◆ **Supplied data**:
______

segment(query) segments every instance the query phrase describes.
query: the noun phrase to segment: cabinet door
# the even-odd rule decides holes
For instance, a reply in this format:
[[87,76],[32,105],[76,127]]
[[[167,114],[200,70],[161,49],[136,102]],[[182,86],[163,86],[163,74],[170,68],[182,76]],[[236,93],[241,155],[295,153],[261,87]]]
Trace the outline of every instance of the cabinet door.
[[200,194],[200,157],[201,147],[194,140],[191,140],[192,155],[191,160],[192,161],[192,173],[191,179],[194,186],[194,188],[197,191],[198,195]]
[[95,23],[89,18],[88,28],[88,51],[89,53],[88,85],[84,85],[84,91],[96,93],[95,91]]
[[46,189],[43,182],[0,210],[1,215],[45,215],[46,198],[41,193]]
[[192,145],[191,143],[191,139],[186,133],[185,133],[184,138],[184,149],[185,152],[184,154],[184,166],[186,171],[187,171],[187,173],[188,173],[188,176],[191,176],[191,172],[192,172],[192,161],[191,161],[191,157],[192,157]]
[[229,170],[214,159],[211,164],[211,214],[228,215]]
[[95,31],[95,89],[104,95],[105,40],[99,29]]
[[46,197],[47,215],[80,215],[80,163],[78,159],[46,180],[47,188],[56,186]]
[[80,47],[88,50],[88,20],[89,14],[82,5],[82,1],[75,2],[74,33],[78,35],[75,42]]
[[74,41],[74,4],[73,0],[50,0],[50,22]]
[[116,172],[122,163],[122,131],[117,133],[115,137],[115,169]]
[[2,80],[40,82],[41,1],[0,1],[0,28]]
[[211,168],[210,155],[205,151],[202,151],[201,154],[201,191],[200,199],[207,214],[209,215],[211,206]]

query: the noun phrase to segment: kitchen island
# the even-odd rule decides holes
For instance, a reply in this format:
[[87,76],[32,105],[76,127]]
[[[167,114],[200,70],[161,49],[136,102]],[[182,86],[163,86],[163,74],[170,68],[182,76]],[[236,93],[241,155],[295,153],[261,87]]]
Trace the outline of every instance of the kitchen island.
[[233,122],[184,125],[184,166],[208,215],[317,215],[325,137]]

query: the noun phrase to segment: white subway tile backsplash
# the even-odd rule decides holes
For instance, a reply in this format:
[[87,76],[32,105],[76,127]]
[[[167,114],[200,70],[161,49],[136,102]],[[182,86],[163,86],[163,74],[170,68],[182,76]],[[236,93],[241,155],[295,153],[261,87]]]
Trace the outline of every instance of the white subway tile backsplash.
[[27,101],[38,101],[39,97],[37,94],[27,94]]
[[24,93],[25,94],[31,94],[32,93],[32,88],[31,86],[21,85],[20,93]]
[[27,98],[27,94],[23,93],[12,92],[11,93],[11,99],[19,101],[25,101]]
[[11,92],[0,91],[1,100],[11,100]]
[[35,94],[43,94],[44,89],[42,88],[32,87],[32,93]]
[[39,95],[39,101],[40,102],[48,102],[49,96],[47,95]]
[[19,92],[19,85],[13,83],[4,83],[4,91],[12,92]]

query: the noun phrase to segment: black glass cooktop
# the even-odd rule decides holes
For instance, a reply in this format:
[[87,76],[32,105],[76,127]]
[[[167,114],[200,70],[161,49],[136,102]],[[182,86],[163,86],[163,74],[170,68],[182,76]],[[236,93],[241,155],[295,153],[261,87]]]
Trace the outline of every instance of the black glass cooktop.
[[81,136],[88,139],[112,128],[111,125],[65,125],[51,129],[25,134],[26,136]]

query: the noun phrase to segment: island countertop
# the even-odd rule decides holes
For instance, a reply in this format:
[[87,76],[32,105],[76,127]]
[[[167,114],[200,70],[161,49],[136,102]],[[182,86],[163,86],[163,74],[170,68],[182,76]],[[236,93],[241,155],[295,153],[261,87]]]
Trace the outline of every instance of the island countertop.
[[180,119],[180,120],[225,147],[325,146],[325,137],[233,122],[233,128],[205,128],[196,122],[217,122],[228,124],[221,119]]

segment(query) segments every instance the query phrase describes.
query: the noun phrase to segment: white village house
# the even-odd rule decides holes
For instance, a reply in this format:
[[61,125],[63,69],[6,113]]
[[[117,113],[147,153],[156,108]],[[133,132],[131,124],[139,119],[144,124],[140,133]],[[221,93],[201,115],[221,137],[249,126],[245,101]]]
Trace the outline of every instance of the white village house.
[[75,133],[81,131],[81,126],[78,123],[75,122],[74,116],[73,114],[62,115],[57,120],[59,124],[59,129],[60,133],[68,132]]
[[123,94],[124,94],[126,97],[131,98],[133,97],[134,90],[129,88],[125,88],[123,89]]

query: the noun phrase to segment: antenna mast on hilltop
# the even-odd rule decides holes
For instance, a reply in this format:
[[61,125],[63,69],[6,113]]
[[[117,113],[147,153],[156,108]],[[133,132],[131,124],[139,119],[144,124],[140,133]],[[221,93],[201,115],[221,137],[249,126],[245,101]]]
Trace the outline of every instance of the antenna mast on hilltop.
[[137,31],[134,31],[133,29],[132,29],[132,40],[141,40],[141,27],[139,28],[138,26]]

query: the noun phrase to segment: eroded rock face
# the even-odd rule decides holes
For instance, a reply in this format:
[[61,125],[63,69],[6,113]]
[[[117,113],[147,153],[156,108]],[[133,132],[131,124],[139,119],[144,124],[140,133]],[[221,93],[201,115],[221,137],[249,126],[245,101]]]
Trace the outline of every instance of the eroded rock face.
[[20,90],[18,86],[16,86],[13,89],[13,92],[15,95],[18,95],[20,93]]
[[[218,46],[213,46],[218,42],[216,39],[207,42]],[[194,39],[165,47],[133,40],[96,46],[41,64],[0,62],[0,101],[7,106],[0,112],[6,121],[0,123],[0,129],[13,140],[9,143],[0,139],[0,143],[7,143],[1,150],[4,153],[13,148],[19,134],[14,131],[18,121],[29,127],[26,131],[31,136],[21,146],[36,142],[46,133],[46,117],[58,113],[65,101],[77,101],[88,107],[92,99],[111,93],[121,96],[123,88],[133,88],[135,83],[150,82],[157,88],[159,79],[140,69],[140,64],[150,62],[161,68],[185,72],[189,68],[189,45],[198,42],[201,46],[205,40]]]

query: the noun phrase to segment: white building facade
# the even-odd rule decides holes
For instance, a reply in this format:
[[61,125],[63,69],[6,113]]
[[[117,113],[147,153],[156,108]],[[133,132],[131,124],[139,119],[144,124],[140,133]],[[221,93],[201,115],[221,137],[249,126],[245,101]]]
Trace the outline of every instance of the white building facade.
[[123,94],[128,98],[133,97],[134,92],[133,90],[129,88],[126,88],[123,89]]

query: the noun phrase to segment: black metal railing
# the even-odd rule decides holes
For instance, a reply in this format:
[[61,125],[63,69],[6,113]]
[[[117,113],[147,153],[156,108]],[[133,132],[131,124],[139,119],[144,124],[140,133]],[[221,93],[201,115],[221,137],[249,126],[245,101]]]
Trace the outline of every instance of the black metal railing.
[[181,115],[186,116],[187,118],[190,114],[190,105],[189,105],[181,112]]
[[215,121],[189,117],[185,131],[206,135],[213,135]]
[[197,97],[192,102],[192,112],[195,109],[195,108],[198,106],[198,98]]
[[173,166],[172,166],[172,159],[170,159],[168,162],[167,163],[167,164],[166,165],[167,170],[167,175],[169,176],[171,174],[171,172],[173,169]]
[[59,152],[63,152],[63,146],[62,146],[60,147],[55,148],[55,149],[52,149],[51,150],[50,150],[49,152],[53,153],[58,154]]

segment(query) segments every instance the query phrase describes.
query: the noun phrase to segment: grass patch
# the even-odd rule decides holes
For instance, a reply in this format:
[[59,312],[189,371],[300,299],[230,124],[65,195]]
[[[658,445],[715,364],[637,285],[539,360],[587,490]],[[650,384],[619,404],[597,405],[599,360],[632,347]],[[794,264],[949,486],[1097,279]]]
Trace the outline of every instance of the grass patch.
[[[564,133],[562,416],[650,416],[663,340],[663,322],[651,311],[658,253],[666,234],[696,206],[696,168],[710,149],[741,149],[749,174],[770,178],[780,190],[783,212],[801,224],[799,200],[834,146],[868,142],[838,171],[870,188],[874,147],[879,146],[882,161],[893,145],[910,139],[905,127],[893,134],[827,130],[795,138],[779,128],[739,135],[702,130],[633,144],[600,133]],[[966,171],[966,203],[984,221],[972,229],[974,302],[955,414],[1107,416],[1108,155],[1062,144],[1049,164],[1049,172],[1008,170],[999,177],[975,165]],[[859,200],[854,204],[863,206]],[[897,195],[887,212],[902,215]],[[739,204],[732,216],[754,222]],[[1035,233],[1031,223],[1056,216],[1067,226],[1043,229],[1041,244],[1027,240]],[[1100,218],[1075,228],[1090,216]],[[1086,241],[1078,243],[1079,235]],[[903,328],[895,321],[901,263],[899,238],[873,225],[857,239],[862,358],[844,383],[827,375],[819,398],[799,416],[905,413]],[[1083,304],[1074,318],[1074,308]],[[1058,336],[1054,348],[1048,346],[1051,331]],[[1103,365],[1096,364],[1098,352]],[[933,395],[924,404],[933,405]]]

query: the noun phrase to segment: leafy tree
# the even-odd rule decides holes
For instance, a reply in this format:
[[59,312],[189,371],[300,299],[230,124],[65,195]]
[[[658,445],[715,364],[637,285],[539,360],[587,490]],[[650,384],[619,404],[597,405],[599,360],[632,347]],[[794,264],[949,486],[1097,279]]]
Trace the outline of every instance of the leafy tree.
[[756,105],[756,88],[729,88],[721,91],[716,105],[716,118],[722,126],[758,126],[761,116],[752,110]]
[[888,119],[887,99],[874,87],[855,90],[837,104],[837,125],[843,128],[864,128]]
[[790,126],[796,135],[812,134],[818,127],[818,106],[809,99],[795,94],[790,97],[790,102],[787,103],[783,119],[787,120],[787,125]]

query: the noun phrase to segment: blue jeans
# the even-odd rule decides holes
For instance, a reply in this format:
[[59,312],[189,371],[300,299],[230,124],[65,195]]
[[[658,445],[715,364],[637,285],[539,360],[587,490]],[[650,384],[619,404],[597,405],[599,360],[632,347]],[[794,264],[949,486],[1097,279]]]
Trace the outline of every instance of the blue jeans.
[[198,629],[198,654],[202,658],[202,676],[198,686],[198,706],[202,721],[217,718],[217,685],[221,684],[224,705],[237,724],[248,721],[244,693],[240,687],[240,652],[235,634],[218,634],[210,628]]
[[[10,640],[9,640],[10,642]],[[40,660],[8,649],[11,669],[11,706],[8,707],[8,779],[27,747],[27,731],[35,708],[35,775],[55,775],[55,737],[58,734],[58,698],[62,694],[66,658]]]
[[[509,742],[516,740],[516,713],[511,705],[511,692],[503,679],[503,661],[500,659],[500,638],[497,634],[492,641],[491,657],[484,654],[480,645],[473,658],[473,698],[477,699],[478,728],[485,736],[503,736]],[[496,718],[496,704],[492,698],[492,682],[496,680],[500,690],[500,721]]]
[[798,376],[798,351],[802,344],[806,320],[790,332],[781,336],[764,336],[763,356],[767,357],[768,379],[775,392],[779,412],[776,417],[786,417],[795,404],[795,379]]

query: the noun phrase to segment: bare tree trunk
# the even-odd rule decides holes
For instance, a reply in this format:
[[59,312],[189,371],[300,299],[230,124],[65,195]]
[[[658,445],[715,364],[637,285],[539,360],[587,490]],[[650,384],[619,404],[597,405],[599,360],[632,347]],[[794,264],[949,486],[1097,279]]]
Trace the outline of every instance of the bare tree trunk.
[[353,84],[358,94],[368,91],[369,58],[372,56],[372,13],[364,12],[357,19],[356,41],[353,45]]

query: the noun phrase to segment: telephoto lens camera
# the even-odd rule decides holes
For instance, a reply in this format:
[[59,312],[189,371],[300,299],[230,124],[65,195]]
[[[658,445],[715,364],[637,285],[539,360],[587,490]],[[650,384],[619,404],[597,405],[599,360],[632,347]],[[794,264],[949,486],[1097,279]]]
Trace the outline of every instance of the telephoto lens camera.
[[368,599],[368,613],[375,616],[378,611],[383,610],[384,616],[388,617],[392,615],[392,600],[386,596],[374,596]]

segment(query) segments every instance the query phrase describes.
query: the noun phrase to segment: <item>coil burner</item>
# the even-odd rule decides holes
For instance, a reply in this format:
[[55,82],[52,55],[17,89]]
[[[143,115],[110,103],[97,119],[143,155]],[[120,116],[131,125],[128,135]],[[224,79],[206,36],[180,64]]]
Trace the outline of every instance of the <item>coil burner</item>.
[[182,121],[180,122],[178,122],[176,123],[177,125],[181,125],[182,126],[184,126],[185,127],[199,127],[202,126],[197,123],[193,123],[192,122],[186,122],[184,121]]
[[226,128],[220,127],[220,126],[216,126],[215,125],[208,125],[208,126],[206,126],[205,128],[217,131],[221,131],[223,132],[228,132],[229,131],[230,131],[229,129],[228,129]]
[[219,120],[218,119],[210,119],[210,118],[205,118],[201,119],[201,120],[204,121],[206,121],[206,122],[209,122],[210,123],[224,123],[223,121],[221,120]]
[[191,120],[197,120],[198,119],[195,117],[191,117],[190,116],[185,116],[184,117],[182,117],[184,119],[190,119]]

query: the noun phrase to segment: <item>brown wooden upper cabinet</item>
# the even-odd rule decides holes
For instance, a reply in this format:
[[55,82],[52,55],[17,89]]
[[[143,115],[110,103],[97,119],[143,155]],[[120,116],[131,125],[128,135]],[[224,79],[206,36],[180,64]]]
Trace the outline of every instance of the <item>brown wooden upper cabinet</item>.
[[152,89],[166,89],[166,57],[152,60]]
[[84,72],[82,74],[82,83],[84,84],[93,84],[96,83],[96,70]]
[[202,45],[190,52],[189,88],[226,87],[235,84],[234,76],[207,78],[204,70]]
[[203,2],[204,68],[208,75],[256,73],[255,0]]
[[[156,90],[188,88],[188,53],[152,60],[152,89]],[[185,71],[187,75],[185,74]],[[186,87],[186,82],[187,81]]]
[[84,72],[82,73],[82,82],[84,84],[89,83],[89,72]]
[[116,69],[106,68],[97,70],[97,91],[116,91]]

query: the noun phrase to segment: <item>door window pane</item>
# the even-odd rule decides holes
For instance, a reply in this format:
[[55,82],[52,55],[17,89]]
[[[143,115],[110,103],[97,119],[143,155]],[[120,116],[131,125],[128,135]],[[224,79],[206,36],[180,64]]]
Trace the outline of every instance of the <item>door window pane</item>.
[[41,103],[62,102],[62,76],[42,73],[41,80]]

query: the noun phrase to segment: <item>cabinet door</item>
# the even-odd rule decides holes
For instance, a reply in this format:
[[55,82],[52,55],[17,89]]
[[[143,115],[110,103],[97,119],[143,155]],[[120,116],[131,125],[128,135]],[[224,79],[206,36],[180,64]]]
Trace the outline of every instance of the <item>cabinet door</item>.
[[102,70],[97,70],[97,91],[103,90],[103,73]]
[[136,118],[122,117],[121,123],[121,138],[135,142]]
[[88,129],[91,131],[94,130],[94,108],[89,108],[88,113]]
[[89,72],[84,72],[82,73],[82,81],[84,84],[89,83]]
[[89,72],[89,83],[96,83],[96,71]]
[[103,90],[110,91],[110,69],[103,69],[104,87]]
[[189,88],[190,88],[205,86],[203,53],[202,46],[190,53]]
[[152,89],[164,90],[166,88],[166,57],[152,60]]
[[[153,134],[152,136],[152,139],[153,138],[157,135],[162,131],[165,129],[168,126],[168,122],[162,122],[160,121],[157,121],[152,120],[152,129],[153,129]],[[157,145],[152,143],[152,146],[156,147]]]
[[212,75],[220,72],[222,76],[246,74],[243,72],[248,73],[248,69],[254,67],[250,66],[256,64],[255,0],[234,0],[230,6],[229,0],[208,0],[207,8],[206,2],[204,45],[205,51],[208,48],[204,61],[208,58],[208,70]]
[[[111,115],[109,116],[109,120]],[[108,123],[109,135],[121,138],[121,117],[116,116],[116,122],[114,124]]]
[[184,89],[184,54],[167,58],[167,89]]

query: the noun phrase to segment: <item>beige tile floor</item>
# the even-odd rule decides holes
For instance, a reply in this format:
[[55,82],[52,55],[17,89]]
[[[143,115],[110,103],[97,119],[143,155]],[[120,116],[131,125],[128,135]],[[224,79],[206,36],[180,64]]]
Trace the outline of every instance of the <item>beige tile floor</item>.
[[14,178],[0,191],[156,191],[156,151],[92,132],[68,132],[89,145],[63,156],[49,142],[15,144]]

______

Set down verbatim every line from the one containing "query: the noun phrase to segment: <item>brown" down to the one containing "[[41,103],[62,102],[62,76],[42,73],[41,80]]", including both of those lines.

◆ **Correct answer**:
query: the noun phrase to segment: <item>brown wooden upper cabinet</item>
# the even-odd rule decides holes
For instance, a reply in this format:
[[55,82],[52,55],[17,89]]
[[[143,115],[110,103],[97,119],[143,155]],[[120,116],[131,125],[128,135]],[[224,79],[206,36],[180,64]]]
Trace the outline of every instance of the <item>brown wooden upper cabinet</item>.
[[152,89],[166,89],[166,57],[152,60]]
[[84,72],[82,74],[82,83],[84,84],[93,84],[96,83],[96,70]]
[[202,45],[190,52],[189,88],[226,87],[235,84],[234,76],[207,78],[204,70]]
[[203,2],[204,68],[208,75],[256,73],[255,0]]
[[[156,90],[188,88],[188,53],[152,60],[152,89]],[[185,71],[187,75],[185,74]],[[186,87],[186,82],[187,81]]]
[[84,72],[82,73],[82,82],[84,84],[89,83],[89,72]]
[[116,69],[106,68],[97,70],[97,91],[116,91]]

query: the noun phrase to segment: <item>door window pane</item>
# the even-odd rule decides holes
For instance, a reply in this format:
[[55,82],[52,55],[17,89]]
[[[143,115],[110,103],[97,119],[143,155]],[[120,116],[131,125],[128,135]],[[224,79],[206,36],[180,64]]]
Trace the outline of every instance of the <item>door window pane</item>.
[[41,103],[62,102],[62,76],[42,73],[41,80]]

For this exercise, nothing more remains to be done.